§ EXERCISE REQUIREMENTS
Under this task are some entries; return every one of them exactly.

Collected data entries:
________
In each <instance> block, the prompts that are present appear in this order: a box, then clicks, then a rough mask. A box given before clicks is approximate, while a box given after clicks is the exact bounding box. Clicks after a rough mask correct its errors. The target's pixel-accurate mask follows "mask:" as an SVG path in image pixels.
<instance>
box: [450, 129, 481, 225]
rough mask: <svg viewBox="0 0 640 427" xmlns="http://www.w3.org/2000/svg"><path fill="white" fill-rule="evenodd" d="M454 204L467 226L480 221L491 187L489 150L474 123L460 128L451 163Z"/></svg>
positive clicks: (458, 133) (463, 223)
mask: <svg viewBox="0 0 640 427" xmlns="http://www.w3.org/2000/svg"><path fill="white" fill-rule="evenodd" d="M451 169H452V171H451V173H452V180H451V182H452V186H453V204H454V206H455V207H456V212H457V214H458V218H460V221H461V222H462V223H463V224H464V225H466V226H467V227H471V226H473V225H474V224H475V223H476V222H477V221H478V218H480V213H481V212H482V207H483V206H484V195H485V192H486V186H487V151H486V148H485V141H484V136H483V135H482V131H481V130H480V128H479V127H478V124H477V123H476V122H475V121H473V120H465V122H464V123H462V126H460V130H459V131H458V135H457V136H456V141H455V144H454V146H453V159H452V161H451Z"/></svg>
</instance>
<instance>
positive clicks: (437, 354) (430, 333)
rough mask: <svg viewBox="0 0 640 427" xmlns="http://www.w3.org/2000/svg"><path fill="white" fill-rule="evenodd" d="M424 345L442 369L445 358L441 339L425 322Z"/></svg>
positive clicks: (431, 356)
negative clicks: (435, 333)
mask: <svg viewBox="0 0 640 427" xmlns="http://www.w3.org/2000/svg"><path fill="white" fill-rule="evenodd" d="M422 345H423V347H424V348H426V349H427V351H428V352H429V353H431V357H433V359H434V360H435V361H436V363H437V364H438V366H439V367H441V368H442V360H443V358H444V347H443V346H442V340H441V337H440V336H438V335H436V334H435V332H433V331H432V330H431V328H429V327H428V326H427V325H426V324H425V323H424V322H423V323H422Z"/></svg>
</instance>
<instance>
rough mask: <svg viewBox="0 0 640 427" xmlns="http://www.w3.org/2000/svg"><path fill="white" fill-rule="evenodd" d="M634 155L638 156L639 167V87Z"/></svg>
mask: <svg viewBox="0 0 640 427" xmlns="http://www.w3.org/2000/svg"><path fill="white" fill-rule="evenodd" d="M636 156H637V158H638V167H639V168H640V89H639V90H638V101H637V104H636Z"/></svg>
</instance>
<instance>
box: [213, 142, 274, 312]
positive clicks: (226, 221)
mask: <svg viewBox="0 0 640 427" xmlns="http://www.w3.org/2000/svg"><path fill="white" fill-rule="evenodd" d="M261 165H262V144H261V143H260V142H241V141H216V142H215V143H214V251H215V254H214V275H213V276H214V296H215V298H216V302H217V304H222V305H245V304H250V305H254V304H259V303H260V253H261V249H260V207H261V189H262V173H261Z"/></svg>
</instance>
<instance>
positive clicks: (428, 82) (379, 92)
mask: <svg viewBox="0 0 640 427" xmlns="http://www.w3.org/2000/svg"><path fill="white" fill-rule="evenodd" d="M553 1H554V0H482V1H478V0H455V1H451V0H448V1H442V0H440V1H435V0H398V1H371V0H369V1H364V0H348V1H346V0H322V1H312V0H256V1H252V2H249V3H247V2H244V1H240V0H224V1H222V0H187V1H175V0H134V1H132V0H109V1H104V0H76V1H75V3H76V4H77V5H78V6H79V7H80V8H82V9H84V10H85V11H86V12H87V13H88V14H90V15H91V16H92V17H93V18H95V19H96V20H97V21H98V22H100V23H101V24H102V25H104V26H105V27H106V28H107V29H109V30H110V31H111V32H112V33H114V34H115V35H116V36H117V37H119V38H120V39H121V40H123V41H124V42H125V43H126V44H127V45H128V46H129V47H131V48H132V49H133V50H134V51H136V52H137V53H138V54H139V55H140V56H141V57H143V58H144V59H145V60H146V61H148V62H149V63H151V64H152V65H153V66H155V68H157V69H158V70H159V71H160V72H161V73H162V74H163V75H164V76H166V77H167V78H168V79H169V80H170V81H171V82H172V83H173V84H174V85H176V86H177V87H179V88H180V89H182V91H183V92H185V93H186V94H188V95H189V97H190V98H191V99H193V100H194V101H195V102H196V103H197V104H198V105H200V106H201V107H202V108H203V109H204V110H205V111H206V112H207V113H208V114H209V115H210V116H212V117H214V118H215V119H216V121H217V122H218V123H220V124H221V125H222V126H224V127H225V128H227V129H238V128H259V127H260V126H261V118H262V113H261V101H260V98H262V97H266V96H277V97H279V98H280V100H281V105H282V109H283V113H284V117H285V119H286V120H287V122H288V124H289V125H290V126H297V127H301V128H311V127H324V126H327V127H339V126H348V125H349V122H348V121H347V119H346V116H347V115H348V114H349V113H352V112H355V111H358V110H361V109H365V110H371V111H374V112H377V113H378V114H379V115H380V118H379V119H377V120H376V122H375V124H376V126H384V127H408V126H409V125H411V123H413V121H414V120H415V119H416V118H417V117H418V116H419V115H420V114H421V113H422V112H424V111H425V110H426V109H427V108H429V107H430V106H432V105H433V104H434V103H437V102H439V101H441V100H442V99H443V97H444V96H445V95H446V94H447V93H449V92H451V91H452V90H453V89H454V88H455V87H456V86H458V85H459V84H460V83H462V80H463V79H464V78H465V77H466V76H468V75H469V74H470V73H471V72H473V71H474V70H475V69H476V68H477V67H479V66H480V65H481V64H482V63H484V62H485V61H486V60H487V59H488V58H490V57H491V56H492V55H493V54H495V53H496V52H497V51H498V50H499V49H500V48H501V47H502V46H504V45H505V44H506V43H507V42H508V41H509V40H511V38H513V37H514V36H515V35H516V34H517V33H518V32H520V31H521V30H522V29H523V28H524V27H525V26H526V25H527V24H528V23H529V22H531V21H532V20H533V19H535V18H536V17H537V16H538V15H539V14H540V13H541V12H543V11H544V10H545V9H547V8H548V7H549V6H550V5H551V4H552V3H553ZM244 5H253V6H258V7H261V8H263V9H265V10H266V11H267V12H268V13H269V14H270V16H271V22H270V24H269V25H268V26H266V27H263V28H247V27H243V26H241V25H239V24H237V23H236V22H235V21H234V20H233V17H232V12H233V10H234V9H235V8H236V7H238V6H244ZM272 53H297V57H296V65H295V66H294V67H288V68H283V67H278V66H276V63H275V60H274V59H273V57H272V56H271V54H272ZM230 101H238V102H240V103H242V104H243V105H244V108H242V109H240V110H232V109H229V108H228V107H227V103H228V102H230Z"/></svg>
________
§ REPLY TO THE EXERCISE
In each <instance> block, the prompts that are present appear in this order: a box, then clicks, then a rough mask. A box given before clicks is approximate, while a box given after clicks is the exact bounding box. Clicks after a rough mask correct its errors. The target's pixel-accurate mask follows "mask:" as an SVG path in image pixels.
<instance>
box: [450, 129, 481, 225]
rough mask: <svg viewBox="0 0 640 427" xmlns="http://www.w3.org/2000/svg"><path fill="white" fill-rule="evenodd" d="M454 204L467 226L480 221L491 187L489 150L474 123L460 128L451 163Z"/></svg>
positive clicks: (458, 133) (463, 223)
mask: <svg viewBox="0 0 640 427" xmlns="http://www.w3.org/2000/svg"><path fill="white" fill-rule="evenodd" d="M451 169H452V171H451V173H452V180H451V182H452V186H453V204H454V206H455V207H456V212H457V214H458V218H460V221H461V222H462V223H463V224H464V225H466V226H467V227H471V226H473V225H474V224H475V223H476V222H477V221H478V218H480V213H481V212H482V207H483V206H484V195H485V192H486V186H487V151H486V148H485V141H484V136H483V135H482V131H481V130H480V128H479V127H478V124H477V123H476V122H475V121H473V120H465V122H464V123H462V126H460V130H459V131H458V135H457V136H456V141H455V144H454V146H453V159H452V161H451Z"/></svg>
</instance>
<instance>
positive clicks: (437, 354) (430, 333)
rough mask: <svg viewBox="0 0 640 427" xmlns="http://www.w3.org/2000/svg"><path fill="white" fill-rule="evenodd" d="M424 345L442 369L445 358L441 339L425 322Z"/></svg>
positive clicks: (431, 356)
negative clicks: (435, 333)
mask: <svg viewBox="0 0 640 427" xmlns="http://www.w3.org/2000/svg"><path fill="white" fill-rule="evenodd" d="M422 345H423V347H424V348H426V349H427V351H428V352H429V353H431V357H433V359H434V360H435V361H436V363H437V364H438V366H439V367H441V368H442V360H443V358H444V347H443V346H442V340H441V337H440V336H438V335H436V334H435V332H433V331H432V330H431V328H429V327H428V326H427V325H426V324H425V323H424V322H423V323H422Z"/></svg>
</instance>
<instance>
rough mask: <svg viewBox="0 0 640 427" xmlns="http://www.w3.org/2000/svg"><path fill="white" fill-rule="evenodd" d="M634 155L638 156L639 167V87Z"/></svg>
mask: <svg viewBox="0 0 640 427" xmlns="http://www.w3.org/2000/svg"><path fill="white" fill-rule="evenodd" d="M636 156H637V158H638V167H639V168H640V89H639V90H638V101H637V104H636Z"/></svg>
</instance>
<instance>
box: [213, 142, 274, 312]
positive clicks: (226, 221)
mask: <svg viewBox="0 0 640 427" xmlns="http://www.w3.org/2000/svg"><path fill="white" fill-rule="evenodd" d="M261 165H262V144H261V143H260V142H241V141H216V142H215V143H214V251H215V254H214V275H213V276H214V296H215V298H216V302H217V304H222V305H245V304H250V305H254V304H259V303H260V253H261V249H260V207H261V189H262V173H261Z"/></svg>
</instance>
<instance>
positive clicks: (428, 82) (379, 92)
mask: <svg viewBox="0 0 640 427" xmlns="http://www.w3.org/2000/svg"><path fill="white" fill-rule="evenodd" d="M553 1H554V0H482V1H478V0H455V1H451V0H448V1H442V0H440V1H435V0H398V1H371V0H369V1H364V0H348V1H346V0H322V1H312V0H256V1H252V2H249V3H247V2H244V1H240V0H224V1H222V0H187V1H175V0H134V1H132V0H109V1H104V0H76V1H75V3H76V4H77V5H78V6H79V7H80V8H82V9H84V10H85V11H86V12H87V13H88V14H90V15H91V16H92V17H93V18H95V19H96V20H97V21H98V22H100V23H101V24H102V25H104V26H105V27H106V28H107V29H109V30H110V31H111V32H112V33H114V34H115V35H116V36H117V37H119V38H120V39H121V40H123V41H124V42H125V43H126V44H127V45H128V46H129V47H131V48H132V49H133V50H134V51H136V52H137V53H138V54H139V55H140V56H141V57H143V58H144V59H145V60H146V61H148V62H149V63H151V64H152V65H153V66H155V68H157V69H158V70H159V71H160V72H161V73H162V74H163V75H164V76H166V77H167V78H168V79H169V80H170V81H171V82H172V83H173V84H174V85H176V86H177V87H179V88H180V89H182V91H183V92H185V93H186V94H188V95H189V97H190V98H191V99H193V100H194V101H195V102H196V103H197V104H198V105H200V106H201V107H202V108H203V109H204V110H205V111H206V112H207V113H208V114H209V115H210V116H212V117H214V118H215V119H216V121H217V122H218V123H220V124H221V125H222V126H224V127H225V128H227V129H238V128H259V127H260V126H261V118H262V113H261V101H260V98H262V97H266V96H277V97H279V98H280V100H281V105H282V109H283V113H284V117H285V119H286V120H287V122H288V124H289V125H290V126H297V127H301V128H311V127H324V126H327V127H339V126H348V125H349V122H348V121H347V119H346V116H347V115H348V114H349V113H352V112H355V111H358V110H361V109H365V110H371V111H374V112H377V113H378V114H379V115H380V118H379V119H377V120H376V122H375V124H376V126H384V127H408V126H409V125H411V123H413V121H414V120H415V119H416V118H417V117H418V116H419V115H420V114H421V113H422V112H424V111H425V110H426V109H427V108H429V107H430V106H432V105H433V104H434V103H437V102H439V101H441V100H442V99H443V97H444V96H445V95H446V94H447V93H449V92H451V91H452V90H453V89H454V88H455V87H456V86H458V85H459V84H460V83H462V80H463V79H464V78H465V77H466V76H468V75H469V74H470V73H471V72H473V71H474V70H475V69H476V68H477V67H479V66H480V65H481V64H482V63H484V62H485V61H486V60H487V59H488V58H490V57H491V56H492V55H493V54H495V53H496V52H497V51H498V50H499V49H500V48H501V47H502V46H504V45H505V44H506V43H507V42H508V41H509V40H511V38H513V37H514V36H515V35H516V34H517V33H518V32H520V31H521V30H522V29H523V28H524V27H525V26H526V25H527V24H528V23H529V22H531V21H532V20H533V19H535V18H536V17H537V16H538V15H539V14H540V13H541V12H543V11H544V10H545V9H547V8H548V7H549V6H550V5H551V4H552V3H553ZM244 5H253V6H258V7H261V8H263V9H265V10H266V11H267V12H268V13H269V14H270V16H271V22H270V24H269V25H268V26H266V27H263V28H247V27H243V26H241V25H239V24H237V23H236V22H235V21H234V20H233V17H232V12H233V10H234V9H235V8H236V7H238V6H244ZM272 53H297V57H296V65H295V66H294V67H288V68H283V67H278V66H276V63H275V60H274V59H273V57H272V56H271V54H272ZM230 101H238V102H240V103H242V104H243V105H244V108H242V109H240V110H232V109H229V108H228V107H227V103H228V102H230Z"/></svg>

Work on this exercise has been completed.